== TEXT SECTION ==

----------------

It is of course very difficult to make any accurate assessment of how many children of that kind there are in this country—or indeed exactly how you define them, where you draw the line and what the criteria are. In the Plowden Report on Primary Schools, we are told that as many as 6 per cent. of children are said to have an I.Q. of over 140, but I think a more generally accepted figure is something under 2 per cent., which means that we are talking about something in the region of 60,000 children in our schools. This leaves aside, of course, the substantial number of children who have a creative talent which is not always, or not necessarily, shown up in an I.Q. test.

Sixty thousand may not seem to be very many, and it may be that some of your Lordships may query whether there is any need to draw attention to their problems; or, indeed, may question the assumption that there are any problems. Why, it may be asked, if the child is particularly gifted and intelligent, need any concern be shown? We can all of us think of cases in which clever children have from the outset done extremely well at home, in their schools, have got to the top of their professions and have led useful and distinguished lives. But I think that most of us can think of cases where this has not happened.

----------------

== MATERIAL SUPPLIED ==

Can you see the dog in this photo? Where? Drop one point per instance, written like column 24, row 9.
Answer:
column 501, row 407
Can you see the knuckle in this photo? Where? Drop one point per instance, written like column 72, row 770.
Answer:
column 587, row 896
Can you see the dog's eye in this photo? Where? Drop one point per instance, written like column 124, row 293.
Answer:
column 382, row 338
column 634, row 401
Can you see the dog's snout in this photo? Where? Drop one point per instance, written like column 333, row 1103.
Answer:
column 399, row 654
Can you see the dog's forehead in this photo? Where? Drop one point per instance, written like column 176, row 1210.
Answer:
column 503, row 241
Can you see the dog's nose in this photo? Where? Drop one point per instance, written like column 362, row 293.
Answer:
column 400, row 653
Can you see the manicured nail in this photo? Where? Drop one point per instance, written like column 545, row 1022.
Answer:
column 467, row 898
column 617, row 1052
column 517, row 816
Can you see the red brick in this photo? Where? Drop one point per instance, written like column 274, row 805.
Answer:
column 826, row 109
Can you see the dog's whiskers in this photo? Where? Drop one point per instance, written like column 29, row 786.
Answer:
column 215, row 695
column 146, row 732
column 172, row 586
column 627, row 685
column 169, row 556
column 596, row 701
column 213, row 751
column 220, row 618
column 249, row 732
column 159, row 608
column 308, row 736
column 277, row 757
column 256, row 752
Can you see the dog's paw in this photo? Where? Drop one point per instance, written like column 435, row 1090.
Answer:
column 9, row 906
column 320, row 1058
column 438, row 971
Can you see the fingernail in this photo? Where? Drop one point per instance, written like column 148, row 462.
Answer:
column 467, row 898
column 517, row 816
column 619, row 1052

----------------

== WHAT YOU ARE ASKED TO DO ==
Answer these questions from the text about gifted children:
(a) According to the Plowden Report, what percentage of children are said to have an I.Q. of over 140?
(b) Roughly how many children in schools does the more generally accepted figure of under 2 per cent. represent?
(c) What kind of talent does the text say is not always shown up in an I.Q. test?

== REPLY ==
(a) As many as 6 per cent.
(b) About 60,000 children.
(c) A creative talent.